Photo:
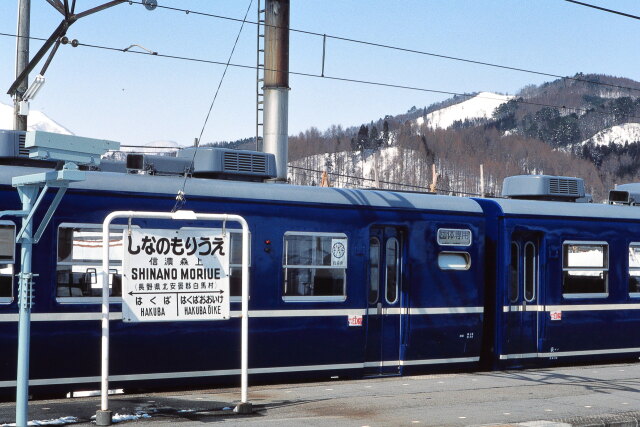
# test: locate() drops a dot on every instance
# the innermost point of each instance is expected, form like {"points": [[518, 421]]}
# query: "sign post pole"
{"points": [[103, 416]]}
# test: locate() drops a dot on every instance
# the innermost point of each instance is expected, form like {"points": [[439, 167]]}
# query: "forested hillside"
{"points": [[556, 128]]}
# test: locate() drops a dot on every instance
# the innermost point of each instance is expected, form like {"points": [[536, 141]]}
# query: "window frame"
{"points": [[604, 269], [377, 274], [232, 298], [398, 276], [114, 229], [630, 269], [12, 263], [285, 267], [465, 254], [516, 297]]}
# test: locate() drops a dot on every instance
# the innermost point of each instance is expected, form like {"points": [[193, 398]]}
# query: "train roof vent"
{"points": [[12, 144], [14, 152], [545, 187], [224, 163], [625, 194]]}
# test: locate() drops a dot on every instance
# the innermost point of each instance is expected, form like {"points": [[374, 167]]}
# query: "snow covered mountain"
{"points": [[37, 121], [480, 106], [628, 132]]}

────────────────────────────────────────

#### [Your objective]
Rewrite the material with "innermost point" changed to "center point" wherever it occurs, keeping every other line as it is. Leave out the pictures.

#### [Task answer]
Photo:
# test: locate() drops a dot on every instance
# the center point of each instance is expected, form like {"points": [[518, 421]]}
# query: "sign post pole"
{"points": [[103, 416]]}
# test: locate() drops a dot on every instance
# the center point of each instance is expected, form like {"points": [[439, 167]]}
# query: "forested hillside"
{"points": [[556, 128]]}
# test: locate() drops a dot on every instance
# the center point of each instance is expected, form like {"points": [[536, 141]]}
# query: "window frame"
{"points": [[604, 269], [377, 274], [232, 298], [398, 276], [114, 229], [630, 269], [12, 263], [285, 267], [465, 254], [516, 297]]}
# test: locate() drops a dot on every instance
# the center point of each instance is expected, form like {"points": [[193, 398]]}
# query: "train roof vent"
{"points": [[12, 144], [14, 152], [545, 187], [224, 163], [625, 194]]}
# test: locate() drops a dot on every instance
# the center point of each instance is expected, form like {"points": [[374, 167]]}
# query: "snow covered mountain"
{"points": [[37, 121], [480, 106], [628, 132]]}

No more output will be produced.